### Task brief:
Type out all the data below, word for word.
↓
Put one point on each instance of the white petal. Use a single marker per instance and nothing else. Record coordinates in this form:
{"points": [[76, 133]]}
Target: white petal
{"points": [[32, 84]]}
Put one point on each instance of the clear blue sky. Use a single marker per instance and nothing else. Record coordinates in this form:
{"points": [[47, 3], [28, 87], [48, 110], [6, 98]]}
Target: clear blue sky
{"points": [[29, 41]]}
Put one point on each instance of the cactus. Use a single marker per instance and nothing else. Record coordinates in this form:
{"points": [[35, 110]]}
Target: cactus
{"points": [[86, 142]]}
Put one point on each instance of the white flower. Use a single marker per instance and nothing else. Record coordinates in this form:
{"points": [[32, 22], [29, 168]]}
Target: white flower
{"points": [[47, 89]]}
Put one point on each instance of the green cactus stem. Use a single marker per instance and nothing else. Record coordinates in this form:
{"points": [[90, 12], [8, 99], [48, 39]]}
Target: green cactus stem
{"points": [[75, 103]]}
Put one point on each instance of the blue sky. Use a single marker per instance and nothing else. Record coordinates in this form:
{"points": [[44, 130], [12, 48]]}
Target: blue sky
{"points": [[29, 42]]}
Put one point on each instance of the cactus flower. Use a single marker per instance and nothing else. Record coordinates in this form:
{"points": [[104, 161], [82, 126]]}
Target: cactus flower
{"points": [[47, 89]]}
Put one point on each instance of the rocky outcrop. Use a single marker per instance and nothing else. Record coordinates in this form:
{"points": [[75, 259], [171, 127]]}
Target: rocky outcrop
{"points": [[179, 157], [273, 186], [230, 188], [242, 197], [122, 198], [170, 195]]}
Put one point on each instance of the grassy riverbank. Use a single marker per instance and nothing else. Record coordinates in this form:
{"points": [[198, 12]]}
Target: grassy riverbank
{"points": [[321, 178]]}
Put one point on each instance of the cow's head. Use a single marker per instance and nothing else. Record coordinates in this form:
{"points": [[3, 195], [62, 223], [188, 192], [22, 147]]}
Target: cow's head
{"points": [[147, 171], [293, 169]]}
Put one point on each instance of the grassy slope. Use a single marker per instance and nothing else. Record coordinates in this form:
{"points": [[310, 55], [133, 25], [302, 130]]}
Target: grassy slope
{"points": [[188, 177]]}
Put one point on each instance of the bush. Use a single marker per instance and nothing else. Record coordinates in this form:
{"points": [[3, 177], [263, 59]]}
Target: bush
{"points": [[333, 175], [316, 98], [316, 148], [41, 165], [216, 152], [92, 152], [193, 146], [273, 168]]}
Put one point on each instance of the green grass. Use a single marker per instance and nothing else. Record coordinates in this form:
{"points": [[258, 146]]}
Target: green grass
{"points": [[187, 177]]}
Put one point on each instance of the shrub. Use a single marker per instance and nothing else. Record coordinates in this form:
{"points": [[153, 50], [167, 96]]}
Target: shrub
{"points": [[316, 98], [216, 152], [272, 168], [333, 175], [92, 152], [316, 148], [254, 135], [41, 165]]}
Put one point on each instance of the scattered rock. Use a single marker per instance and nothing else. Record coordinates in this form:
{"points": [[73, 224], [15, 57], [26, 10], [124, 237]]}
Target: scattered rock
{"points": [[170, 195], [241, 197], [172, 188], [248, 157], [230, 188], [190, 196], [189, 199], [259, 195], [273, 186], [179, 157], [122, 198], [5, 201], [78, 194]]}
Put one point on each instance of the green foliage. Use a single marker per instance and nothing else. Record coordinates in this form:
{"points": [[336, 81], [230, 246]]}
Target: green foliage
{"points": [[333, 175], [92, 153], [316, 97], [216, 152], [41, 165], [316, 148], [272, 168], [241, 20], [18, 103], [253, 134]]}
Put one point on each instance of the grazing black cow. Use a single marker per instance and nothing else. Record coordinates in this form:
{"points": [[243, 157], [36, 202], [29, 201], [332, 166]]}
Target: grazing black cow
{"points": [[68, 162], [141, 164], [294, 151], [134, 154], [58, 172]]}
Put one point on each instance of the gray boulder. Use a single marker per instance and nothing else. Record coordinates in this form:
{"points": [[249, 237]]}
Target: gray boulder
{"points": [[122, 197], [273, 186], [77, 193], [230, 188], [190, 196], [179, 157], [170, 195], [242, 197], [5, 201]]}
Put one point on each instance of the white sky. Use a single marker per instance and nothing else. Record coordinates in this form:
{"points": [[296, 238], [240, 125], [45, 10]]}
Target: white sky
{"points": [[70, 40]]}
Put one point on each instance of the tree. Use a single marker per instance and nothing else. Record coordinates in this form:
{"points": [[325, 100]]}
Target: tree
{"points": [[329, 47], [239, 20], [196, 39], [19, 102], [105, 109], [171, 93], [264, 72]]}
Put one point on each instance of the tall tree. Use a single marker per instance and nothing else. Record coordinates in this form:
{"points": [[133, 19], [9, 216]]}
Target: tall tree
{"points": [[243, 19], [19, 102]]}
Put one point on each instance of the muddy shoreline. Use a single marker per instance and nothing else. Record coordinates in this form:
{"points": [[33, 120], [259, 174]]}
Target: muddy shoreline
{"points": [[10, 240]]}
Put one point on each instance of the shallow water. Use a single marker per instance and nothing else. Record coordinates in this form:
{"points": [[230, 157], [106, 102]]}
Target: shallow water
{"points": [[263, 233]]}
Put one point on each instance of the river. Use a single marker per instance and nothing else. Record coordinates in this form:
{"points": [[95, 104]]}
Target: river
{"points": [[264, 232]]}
↑
### Solution to the problem:
Put one point on each instance of the white petal. Use a single marker per instance and nothing else. Record coordinates in this form:
{"points": [[76, 133]]}
Target: white petal
{"points": [[32, 84]]}
Put one point on each instance of the clear blue sky. Use a single marker per instance and nothing else. Record coordinates in this form:
{"points": [[47, 3], [28, 87], [48, 110], [6, 98]]}
Target: clear blue sky
{"points": [[29, 41]]}
Put one point on each instance of the cactus. Use a single marker per instance and nothing else. Record coordinates in this form:
{"points": [[35, 110]]}
Target: cactus
{"points": [[86, 142]]}
Put one point on each instance of the white flower. Use a single marker per instance and nothing else. Record coordinates in this form:
{"points": [[32, 22], [29, 168]]}
Target: white flower
{"points": [[47, 89]]}
Put one point on each instance of the green cactus stem. Use a single marker per instance and nothing else. Record coordinates in this form:
{"points": [[90, 12], [8, 99], [48, 39]]}
Target: green cactus stem
{"points": [[75, 103]]}
Put one point on each instance of the blue sky. Use a single marker per instance and nothing else. Record coordinates in this form:
{"points": [[44, 130], [12, 48]]}
Target: blue sky
{"points": [[29, 42]]}
Put one point on each instance of the cactus flower. Use a single marker per instance and nothing else. Record coordinates in this form:
{"points": [[104, 161], [82, 126]]}
Target: cactus flower
{"points": [[47, 89]]}
Put one point on each instance of the rocky outcrop. Use a single marker per instance and nothing else. Record coordinates in this form:
{"points": [[75, 259], [171, 127]]}
Target: rocky outcrop
{"points": [[179, 157], [273, 186], [230, 188], [242, 197], [122, 198], [170, 195]]}
Put one point on each instance of the grassy riverbank. Use a single marker per instance and nothing else. Record coordinates in this form:
{"points": [[198, 12]]}
Target: grassy riverbank
{"points": [[321, 178]]}
Put one point on each instance of the cow's head. Use a single marker per instance and nothing else. Record coordinates in this form:
{"points": [[3, 195], [62, 223], [188, 192], [22, 147]]}
Target: cow's head
{"points": [[147, 171], [293, 169]]}
Put one point on each instance of the grassy slope. Use a single marker per instance and nothing else. Record coordinates in this form:
{"points": [[310, 55], [133, 25], [302, 130]]}
Target: grassy slope
{"points": [[188, 177]]}
Put one point on each instance of the bush. Use a single marker per instance and nothing else. Record coordinates in this form:
{"points": [[3, 177], [263, 59]]}
Target: bush
{"points": [[333, 175], [316, 98], [316, 148], [41, 165], [216, 152], [92, 152], [193, 146], [273, 168]]}
Put one point on each instance of the green grass. Use a single marker per instance and nothing else. Record coordinates in this form:
{"points": [[258, 146]]}
Target: green grass
{"points": [[187, 177]]}
Put one point on each instance of the shrub. Use a single marker per instance and nothing else. Record coordinates in this form:
{"points": [[153, 50], [167, 96]]}
Target: shrub
{"points": [[316, 98], [216, 152], [272, 168], [333, 175], [92, 152], [316, 148], [254, 135], [41, 165]]}
Put one point on each instance of the scattered rock. Use a single marker per instance and nothing else. Record coordinates in this form:
{"points": [[73, 224], [15, 57], [26, 10], [124, 237]]}
Target: scattered rock
{"points": [[170, 195], [241, 197], [172, 188], [248, 157], [230, 188], [190, 196], [189, 199], [259, 195], [273, 186], [179, 157], [122, 198], [5, 201], [78, 194]]}
Put one point on each instance of the green foliage. Use a single marker per instance and nothing else. Record coordinates in this form:
{"points": [[336, 81], [230, 246]]}
Target: green foliage
{"points": [[333, 175], [92, 153], [316, 97], [216, 152], [41, 165], [316, 148], [272, 168], [241, 20], [18, 103], [253, 134]]}
Put one point on each instance of the grazing black cow. Use a single marker per instance and nothing else. Record coordinates in this form:
{"points": [[243, 157], [36, 202], [29, 201], [332, 166]]}
Target: grazing black cow
{"points": [[68, 162], [141, 164], [294, 151], [134, 154], [58, 172]]}
Put one point on each instance of the gray boulder. Use a single marker per instance and nothing else. Record coordinates in this form:
{"points": [[249, 237]]}
Target: gray boulder
{"points": [[122, 197], [273, 186], [77, 193], [230, 188], [190, 196], [179, 157], [170, 195], [242, 197], [5, 201]]}
Put one point on each instance of the white sky. Use a single marker per instance and nothing else. Record coordinates in this form:
{"points": [[296, 238], [240, 125], [45, 10]]}
Target: white sky
{"points": [[70, 40]]}
Put one point on each instance of the tree. Use a single marker per instance and nothing else. Record coordinates in this form:
{"points": [[325, 100]]}
Target: tree
{"points": [[329, 47], [239, 20], [196, 39], [19, 102], [105, 109], [171, 93], [264, 72]]}
Put one point on each instance of the tall tree. Use a single marker per instance and nothing else. Record coordinates in this form:
{"points": [[133, 19], [9, 216]]}
Target: tall tree
{"points": [[243, 19], [19, 102]]}
Put one point on each instance of the muddy shoreline. Use a single marker per instance and nothing else. Record coordinates in this form:
{"points": [[33, 120], [259, 174]]}
Target: muddy shoreline
{"points": [[10, 240]]}
Put one point on each instance of the shallow water. Use a single marker per instance and nothing else. Record coordinates in this form:
{"points": [[230, 157], [106, 102]]}
Target: shallow water
{"points": [[263, 233]]}
Put one point on each instance of the river. Use a single marker per instance and nothing else. Record coordinates in this form:
{"points": [[95, 104]]}
Target: river
{"points": [[264, 232]]}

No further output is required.